Region pointing data:
Start of Block
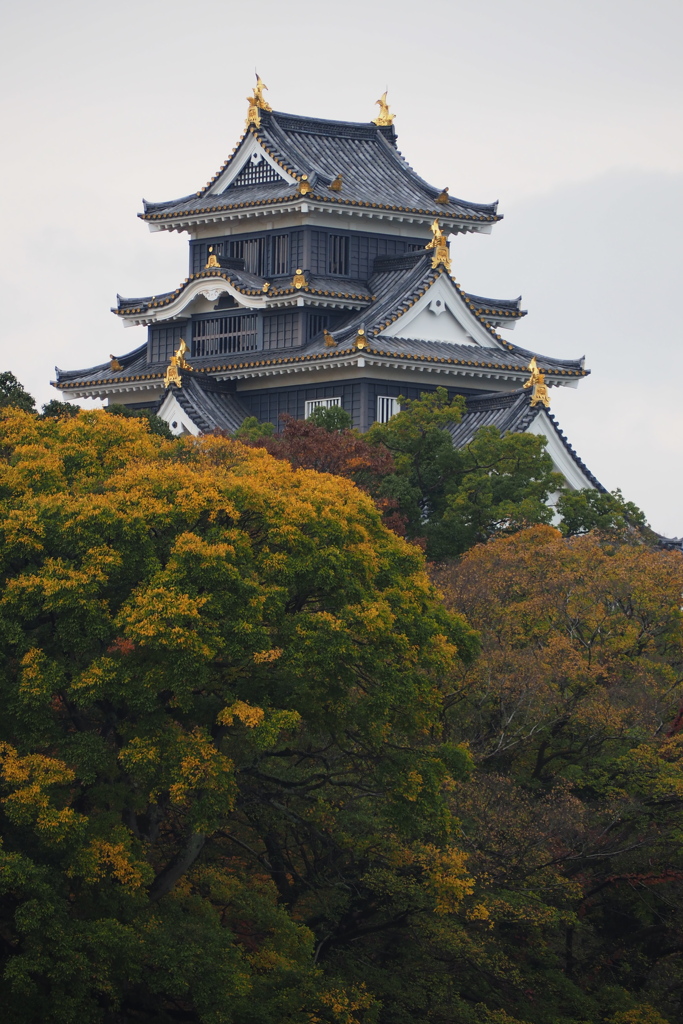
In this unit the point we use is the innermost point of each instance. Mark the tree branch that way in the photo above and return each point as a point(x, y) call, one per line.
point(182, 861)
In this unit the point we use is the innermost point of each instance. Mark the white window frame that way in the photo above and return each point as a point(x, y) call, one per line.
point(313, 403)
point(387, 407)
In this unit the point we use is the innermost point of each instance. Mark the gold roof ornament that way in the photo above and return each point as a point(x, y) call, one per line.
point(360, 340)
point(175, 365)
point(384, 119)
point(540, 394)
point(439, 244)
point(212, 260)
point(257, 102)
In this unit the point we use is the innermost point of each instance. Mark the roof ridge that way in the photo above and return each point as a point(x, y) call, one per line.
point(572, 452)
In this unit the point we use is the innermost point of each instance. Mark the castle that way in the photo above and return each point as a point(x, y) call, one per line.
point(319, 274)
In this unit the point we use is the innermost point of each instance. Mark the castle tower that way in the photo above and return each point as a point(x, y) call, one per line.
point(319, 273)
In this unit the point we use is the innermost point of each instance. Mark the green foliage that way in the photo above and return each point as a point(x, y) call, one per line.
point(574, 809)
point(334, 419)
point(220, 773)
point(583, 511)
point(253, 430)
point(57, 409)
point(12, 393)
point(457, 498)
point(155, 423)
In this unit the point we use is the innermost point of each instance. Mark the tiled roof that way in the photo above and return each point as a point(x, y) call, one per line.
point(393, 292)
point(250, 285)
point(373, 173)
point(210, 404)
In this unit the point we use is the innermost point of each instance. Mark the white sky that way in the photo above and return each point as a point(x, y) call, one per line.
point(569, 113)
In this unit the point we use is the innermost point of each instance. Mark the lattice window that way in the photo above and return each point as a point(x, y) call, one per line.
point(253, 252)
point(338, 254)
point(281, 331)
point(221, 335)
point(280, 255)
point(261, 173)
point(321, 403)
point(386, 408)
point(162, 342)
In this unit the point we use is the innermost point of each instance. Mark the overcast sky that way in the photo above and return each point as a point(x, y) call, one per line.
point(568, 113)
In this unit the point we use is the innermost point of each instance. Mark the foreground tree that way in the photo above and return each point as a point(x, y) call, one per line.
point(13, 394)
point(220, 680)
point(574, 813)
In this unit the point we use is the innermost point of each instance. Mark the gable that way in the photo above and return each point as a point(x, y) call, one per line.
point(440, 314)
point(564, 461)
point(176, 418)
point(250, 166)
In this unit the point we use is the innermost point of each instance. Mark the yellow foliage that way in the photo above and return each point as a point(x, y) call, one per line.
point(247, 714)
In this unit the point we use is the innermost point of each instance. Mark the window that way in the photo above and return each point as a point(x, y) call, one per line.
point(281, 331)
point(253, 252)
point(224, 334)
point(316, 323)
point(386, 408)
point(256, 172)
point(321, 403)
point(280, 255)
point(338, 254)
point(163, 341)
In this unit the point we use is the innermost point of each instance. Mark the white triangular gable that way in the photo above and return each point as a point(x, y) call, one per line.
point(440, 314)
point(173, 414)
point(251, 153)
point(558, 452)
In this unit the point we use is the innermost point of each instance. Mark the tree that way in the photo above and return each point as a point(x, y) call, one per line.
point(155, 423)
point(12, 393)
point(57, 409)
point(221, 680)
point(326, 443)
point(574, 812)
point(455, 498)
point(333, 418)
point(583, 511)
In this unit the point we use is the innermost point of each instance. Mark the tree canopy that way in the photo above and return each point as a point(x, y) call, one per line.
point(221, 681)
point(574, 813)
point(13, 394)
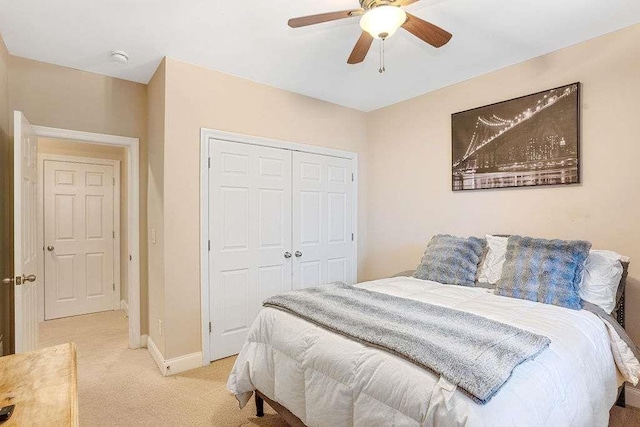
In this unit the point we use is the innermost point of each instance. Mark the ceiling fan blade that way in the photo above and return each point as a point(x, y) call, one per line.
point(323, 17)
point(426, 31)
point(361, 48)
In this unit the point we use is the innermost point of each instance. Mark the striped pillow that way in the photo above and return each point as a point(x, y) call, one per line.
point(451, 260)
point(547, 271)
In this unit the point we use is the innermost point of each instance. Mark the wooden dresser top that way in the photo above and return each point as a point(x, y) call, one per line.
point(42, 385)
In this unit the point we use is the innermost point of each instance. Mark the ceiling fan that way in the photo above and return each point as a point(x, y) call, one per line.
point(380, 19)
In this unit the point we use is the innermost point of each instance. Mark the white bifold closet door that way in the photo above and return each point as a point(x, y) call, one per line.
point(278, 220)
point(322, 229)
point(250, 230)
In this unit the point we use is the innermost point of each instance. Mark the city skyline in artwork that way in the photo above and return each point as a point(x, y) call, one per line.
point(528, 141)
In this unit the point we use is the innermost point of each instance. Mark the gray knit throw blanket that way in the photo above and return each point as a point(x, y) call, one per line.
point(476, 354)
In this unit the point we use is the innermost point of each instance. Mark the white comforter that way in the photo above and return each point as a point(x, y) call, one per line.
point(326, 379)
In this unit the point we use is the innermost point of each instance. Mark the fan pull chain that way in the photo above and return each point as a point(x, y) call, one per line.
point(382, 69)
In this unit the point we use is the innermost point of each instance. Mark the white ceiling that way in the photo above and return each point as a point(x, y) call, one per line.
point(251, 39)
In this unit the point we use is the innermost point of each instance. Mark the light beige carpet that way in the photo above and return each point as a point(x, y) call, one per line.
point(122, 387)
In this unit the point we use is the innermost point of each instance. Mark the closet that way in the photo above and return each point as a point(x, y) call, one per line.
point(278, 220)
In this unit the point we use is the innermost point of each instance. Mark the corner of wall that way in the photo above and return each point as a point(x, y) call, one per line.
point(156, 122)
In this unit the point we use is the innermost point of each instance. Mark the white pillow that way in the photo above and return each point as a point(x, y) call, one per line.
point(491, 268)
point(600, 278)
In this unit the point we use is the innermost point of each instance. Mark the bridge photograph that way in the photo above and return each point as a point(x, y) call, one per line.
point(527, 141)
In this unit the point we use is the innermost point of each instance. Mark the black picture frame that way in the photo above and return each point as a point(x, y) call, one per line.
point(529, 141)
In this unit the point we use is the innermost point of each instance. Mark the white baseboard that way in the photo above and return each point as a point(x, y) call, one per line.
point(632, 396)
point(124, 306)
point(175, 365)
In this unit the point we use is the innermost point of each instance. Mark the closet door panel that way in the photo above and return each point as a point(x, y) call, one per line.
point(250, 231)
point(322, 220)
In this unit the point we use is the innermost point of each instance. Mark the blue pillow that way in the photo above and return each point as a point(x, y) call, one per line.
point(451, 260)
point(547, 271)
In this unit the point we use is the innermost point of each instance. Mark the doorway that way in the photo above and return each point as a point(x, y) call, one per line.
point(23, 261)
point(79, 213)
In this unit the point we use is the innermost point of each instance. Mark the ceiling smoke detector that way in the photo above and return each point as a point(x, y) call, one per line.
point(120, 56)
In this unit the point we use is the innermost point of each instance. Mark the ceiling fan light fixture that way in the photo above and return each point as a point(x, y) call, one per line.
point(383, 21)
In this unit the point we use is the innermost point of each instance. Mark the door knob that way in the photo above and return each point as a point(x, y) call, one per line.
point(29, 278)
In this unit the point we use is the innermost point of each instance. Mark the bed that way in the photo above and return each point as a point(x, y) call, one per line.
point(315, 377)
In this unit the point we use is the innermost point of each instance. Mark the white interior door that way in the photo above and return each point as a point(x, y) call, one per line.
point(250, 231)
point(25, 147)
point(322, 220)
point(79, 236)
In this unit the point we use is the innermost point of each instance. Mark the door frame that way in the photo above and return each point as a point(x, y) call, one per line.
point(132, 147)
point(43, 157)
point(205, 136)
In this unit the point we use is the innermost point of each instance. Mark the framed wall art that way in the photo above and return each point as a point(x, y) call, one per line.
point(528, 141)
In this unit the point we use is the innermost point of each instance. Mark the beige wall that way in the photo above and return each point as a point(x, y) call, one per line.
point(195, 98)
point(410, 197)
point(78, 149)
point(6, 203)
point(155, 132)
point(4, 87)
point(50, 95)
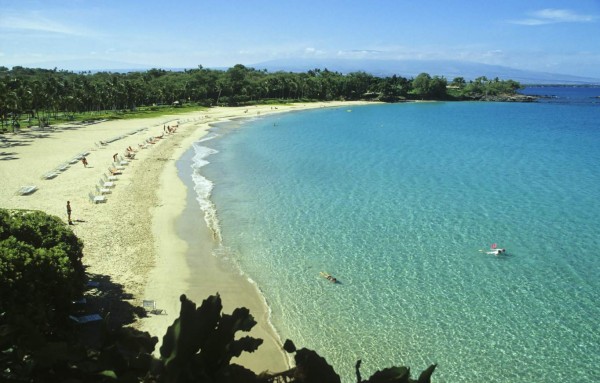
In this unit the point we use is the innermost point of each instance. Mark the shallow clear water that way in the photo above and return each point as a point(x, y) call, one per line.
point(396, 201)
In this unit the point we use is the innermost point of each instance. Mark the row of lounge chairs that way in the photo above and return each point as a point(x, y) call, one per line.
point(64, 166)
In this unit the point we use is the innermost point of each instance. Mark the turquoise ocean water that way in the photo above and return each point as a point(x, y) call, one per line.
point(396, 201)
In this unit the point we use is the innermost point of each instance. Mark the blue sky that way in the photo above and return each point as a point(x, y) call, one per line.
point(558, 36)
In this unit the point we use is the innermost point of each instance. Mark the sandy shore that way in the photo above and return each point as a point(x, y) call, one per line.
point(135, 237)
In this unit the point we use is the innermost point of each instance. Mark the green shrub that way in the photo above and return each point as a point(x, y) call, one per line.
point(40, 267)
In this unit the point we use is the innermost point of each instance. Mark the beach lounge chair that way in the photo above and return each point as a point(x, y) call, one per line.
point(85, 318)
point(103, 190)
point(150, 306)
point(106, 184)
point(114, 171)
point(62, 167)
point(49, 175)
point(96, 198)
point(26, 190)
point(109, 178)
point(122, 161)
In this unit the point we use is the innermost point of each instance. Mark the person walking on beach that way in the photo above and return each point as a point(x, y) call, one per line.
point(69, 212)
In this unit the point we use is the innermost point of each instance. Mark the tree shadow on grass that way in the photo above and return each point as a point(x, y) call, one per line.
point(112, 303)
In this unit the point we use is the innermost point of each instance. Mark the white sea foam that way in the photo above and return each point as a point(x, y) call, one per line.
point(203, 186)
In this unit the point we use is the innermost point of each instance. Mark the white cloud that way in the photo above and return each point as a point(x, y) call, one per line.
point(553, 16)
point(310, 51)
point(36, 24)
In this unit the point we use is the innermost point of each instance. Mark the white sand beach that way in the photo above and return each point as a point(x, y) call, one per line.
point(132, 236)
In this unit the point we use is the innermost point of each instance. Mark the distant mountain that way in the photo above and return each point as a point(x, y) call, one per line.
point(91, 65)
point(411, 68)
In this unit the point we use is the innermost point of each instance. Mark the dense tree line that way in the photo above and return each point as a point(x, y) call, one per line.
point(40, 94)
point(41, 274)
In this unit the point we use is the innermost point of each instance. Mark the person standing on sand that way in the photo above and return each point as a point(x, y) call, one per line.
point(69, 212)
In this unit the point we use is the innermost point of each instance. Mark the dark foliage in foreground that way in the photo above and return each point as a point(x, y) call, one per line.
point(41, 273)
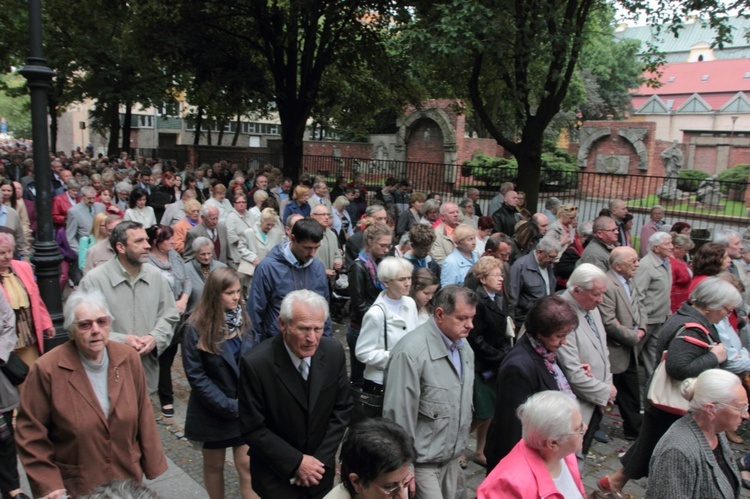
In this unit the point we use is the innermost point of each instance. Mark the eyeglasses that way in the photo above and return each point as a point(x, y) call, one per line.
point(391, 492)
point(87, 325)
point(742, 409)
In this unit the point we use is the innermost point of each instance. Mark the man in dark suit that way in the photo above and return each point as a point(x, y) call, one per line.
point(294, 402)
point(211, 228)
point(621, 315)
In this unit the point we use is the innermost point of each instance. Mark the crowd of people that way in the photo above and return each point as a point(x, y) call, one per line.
End of Block
#### Aim of the task:
When the line containing "Mark the dense" is reached, write out that line and each one after it exactly, ending with the last line of the records; pictures are not copied.

#### Exercise answer:
In this unit the point we use is the innermost point of each instance. Mark the dense tree line that way in the photo above and return each point as a point(x, y) call, one per line.
point(40, 94)
point(41, 274)
In this unit the point we use is the innermost point of each instance. Mark the person standing on sand that way in the photo above and return each point as a point(x, y) call, one per line.
point(69, 212)
In this unit the point we use is the innermost point of each instance. Mark the dark foliage in foreground that way in the photo above and return each point as a point(x, y) call, one per line.
point(41, 273)
In this unit the point we use is the innermost point of each instance. Mark the eyeglasses that way in the photo above and return each point as a point(x, y) call, one per line.
point(391, 492)
point(87, 325)
point(742, 409)
In this unit the point we use is the innermost point of each instance. Mark the man in dark suit that way in the photo above and return each point as a point(x, y) call, one per line.
point(294, 402)
point(211, 228)
point(621, 315)
In this unit the point we use is the innermost point of each instance. Mark the crowd of people that way in the photo above and return each point as a point(x, y) call, one per line.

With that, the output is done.